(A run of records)
## START

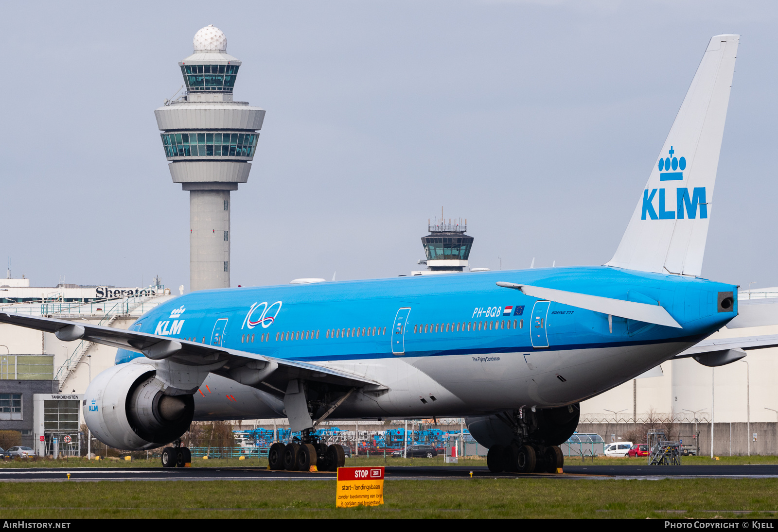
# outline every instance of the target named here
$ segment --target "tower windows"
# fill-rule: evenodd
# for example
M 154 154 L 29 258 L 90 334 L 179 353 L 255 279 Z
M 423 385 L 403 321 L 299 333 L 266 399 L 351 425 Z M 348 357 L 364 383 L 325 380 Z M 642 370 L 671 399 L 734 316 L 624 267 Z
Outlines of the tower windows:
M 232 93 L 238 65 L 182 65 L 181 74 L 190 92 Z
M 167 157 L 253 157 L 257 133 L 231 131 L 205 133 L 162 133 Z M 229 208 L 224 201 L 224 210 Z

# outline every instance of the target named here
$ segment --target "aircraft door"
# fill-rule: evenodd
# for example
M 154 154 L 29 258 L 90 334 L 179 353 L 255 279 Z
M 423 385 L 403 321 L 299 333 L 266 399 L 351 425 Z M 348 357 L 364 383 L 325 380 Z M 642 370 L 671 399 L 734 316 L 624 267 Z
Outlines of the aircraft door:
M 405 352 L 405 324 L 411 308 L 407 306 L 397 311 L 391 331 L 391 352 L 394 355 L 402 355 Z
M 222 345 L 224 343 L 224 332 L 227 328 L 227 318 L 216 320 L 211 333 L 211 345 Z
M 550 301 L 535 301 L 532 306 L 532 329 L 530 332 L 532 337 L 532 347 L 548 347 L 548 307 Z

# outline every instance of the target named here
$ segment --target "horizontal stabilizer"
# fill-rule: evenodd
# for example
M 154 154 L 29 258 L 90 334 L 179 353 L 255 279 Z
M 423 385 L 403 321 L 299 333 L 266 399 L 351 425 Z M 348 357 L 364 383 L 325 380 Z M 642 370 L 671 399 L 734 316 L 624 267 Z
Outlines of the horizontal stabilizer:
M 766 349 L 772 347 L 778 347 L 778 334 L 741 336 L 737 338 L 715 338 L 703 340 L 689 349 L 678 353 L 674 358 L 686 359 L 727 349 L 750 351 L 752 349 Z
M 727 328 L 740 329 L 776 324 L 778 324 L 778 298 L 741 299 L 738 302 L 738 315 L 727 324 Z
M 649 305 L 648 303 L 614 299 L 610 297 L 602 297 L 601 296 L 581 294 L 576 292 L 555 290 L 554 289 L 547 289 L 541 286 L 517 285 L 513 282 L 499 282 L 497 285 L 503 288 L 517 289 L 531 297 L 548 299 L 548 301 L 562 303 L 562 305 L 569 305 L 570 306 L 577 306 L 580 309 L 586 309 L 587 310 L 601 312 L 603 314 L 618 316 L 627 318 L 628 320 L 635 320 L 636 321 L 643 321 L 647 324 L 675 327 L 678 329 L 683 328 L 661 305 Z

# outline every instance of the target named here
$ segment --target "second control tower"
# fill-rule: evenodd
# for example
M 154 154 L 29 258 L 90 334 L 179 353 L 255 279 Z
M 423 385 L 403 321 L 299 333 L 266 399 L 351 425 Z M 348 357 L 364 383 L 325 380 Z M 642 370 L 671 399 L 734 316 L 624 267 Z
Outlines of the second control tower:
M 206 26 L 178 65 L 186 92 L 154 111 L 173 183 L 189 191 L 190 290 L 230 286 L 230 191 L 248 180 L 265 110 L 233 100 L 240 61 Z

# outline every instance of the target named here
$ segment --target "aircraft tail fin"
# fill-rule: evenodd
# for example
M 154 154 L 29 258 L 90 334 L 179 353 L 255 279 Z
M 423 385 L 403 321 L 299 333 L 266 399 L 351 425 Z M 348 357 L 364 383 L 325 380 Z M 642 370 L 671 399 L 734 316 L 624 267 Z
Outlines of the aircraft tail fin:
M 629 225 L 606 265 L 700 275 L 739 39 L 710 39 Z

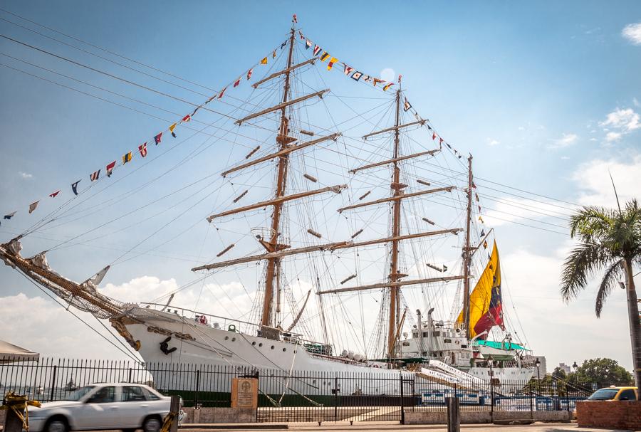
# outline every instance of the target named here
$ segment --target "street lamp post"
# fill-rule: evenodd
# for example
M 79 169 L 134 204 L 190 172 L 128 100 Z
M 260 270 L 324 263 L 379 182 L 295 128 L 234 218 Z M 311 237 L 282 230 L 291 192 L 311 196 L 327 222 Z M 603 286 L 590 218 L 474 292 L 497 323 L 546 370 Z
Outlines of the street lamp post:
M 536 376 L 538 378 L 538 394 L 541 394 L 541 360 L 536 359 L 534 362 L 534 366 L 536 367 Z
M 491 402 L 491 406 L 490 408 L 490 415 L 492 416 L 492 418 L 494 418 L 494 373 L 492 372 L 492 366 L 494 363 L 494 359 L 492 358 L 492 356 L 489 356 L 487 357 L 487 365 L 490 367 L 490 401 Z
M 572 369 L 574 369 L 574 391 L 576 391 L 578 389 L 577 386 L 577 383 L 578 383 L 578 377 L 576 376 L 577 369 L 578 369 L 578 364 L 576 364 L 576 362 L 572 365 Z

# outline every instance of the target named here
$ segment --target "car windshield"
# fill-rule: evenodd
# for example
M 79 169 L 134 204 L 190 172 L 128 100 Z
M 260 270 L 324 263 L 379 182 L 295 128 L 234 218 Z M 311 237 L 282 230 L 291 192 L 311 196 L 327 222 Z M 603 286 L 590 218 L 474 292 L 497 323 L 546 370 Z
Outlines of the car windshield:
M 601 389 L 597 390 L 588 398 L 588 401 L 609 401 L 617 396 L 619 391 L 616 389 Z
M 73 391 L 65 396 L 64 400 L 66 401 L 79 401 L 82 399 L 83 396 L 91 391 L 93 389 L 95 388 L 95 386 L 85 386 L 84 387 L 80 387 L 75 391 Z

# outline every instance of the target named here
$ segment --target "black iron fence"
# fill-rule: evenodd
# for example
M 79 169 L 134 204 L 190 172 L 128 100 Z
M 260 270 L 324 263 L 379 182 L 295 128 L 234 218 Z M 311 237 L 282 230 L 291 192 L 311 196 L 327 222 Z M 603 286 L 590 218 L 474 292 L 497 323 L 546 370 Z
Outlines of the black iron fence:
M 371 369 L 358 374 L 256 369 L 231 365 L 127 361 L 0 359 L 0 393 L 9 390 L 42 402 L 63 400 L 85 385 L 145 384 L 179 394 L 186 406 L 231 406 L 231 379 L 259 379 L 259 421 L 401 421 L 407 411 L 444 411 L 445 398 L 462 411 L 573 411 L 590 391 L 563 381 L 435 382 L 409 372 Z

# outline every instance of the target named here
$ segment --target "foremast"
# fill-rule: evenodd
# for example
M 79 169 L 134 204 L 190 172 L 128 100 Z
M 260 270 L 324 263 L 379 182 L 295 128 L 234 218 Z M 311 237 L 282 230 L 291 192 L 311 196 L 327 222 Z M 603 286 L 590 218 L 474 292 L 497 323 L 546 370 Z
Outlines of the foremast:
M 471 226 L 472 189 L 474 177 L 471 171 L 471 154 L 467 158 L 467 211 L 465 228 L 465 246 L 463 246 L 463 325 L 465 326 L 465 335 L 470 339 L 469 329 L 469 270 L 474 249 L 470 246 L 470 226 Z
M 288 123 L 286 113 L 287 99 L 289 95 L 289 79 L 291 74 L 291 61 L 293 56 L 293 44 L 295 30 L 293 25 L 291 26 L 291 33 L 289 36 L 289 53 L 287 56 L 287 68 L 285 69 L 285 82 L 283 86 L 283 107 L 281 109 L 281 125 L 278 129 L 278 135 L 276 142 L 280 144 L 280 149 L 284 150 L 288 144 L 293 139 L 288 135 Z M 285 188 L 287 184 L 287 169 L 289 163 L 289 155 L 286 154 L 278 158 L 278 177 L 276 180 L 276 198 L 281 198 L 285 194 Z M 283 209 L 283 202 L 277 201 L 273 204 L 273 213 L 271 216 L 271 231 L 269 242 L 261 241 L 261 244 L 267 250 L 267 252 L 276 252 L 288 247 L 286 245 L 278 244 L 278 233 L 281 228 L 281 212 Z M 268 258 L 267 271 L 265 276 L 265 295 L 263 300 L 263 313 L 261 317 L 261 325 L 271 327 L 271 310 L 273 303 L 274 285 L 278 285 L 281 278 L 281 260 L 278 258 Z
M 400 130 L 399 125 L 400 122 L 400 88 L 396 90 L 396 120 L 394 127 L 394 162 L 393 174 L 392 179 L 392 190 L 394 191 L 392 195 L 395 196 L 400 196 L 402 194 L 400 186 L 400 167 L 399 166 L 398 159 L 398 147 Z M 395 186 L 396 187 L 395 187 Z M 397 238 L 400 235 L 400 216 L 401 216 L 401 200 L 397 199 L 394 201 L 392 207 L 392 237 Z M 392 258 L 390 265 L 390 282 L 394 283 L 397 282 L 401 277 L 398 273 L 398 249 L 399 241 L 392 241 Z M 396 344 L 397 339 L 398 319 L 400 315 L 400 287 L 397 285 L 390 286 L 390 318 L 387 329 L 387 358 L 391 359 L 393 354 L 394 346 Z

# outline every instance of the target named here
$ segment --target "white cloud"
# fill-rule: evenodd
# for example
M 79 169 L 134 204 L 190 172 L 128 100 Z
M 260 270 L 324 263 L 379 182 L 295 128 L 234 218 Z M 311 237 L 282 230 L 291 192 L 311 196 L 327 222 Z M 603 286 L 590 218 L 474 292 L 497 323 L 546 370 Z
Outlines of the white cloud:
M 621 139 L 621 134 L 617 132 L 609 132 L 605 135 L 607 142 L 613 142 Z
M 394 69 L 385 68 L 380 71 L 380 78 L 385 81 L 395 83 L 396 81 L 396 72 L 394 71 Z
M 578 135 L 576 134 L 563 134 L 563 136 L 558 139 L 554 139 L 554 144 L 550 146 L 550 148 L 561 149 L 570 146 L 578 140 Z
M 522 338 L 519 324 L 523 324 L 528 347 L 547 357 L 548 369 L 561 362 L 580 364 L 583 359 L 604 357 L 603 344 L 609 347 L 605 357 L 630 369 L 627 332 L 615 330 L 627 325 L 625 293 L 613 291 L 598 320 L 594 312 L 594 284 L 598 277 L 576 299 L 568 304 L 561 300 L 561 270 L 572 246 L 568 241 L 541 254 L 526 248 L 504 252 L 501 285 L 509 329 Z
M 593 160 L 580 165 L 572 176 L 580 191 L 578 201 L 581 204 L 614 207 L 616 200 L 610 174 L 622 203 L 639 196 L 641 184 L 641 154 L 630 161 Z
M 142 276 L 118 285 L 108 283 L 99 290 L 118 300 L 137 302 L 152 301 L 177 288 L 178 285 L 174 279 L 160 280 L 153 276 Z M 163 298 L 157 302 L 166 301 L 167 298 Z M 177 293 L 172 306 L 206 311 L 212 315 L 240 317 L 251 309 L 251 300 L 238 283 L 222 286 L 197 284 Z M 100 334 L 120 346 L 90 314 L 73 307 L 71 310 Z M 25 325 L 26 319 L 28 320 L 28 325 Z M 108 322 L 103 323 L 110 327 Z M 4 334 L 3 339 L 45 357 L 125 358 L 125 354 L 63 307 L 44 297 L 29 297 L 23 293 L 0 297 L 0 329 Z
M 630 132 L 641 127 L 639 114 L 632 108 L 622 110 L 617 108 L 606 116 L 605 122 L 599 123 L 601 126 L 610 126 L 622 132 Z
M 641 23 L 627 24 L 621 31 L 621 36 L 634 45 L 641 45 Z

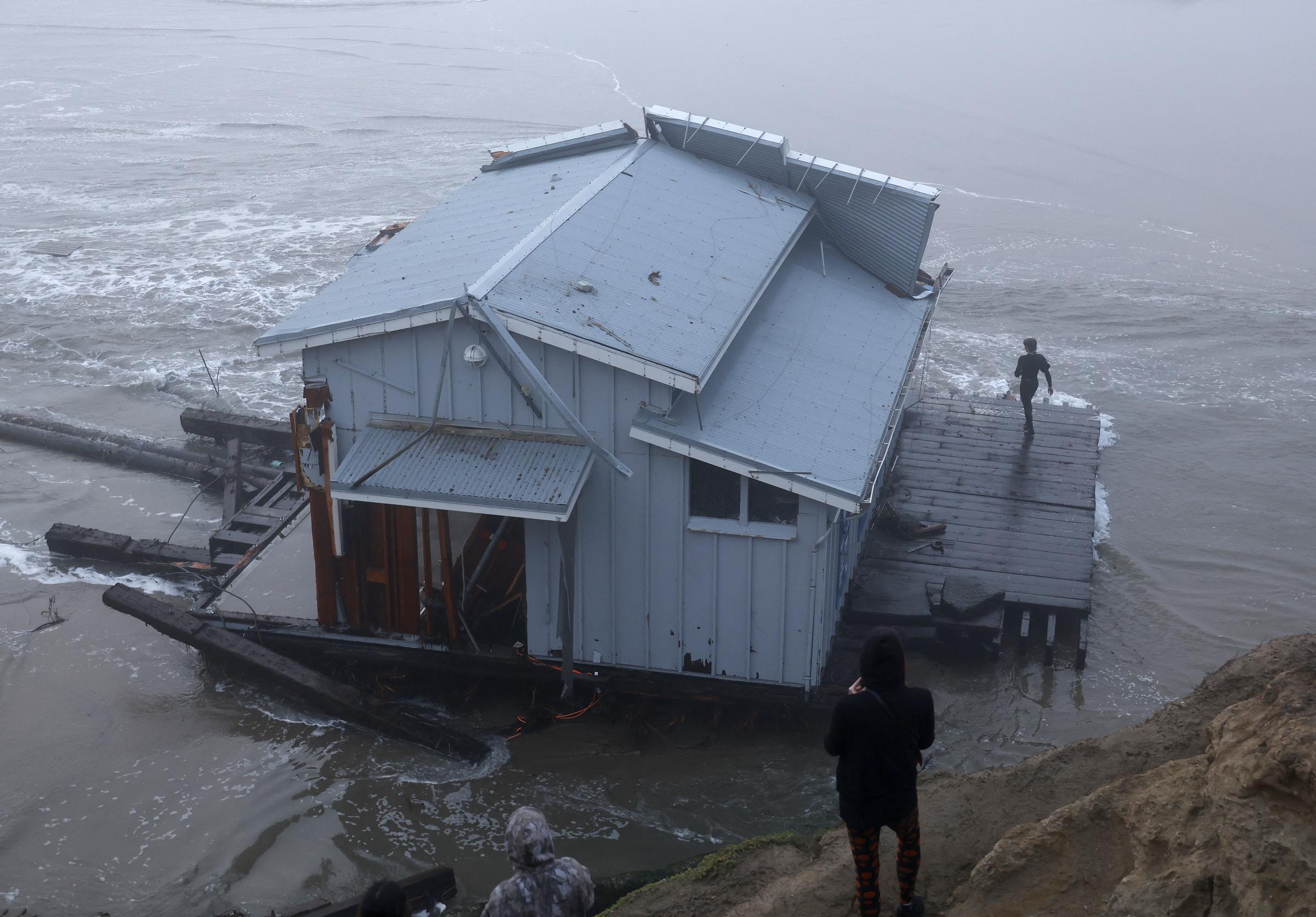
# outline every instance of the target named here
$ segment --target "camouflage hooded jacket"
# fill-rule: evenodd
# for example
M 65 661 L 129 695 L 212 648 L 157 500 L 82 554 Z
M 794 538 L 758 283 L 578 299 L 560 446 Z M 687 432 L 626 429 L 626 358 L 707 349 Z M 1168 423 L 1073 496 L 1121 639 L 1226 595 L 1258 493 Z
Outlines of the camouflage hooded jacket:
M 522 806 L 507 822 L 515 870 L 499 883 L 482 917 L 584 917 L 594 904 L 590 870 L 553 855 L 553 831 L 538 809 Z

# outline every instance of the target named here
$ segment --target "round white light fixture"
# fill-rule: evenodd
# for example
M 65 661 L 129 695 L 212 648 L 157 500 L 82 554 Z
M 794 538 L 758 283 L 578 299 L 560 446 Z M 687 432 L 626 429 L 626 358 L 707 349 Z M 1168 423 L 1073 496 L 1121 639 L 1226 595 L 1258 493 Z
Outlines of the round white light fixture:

## END

# Aim of the exercise
Transcribe the records verbatim from their start up to and including the line containing "M 167 157 L". Omit the pictures.

# Finished answer
# outline every instance of the target named here
$ segment --target "tower windows"
# fill-rule: evenodd
# for example
M 154 154 L 29 258 L 90 334 L 179 353 L 255 279 Z
M 423 385 L 403 321 L 299 333 L 266 399 L 351 425 Z M 348 357 L 364 383 L 325 380 Z M 642 370 L 671 399 L 734 316 L 624 267 Z
Outlines of the tower windows:
M 232 93 L 238 65 L 182 65 L 181 74 L 190 92 Z
M 167 157 L 253 157 L 257 133 L 231 131 L 205 133 L 162 133 Z M 229 208 L 224 201 L 224 210 Z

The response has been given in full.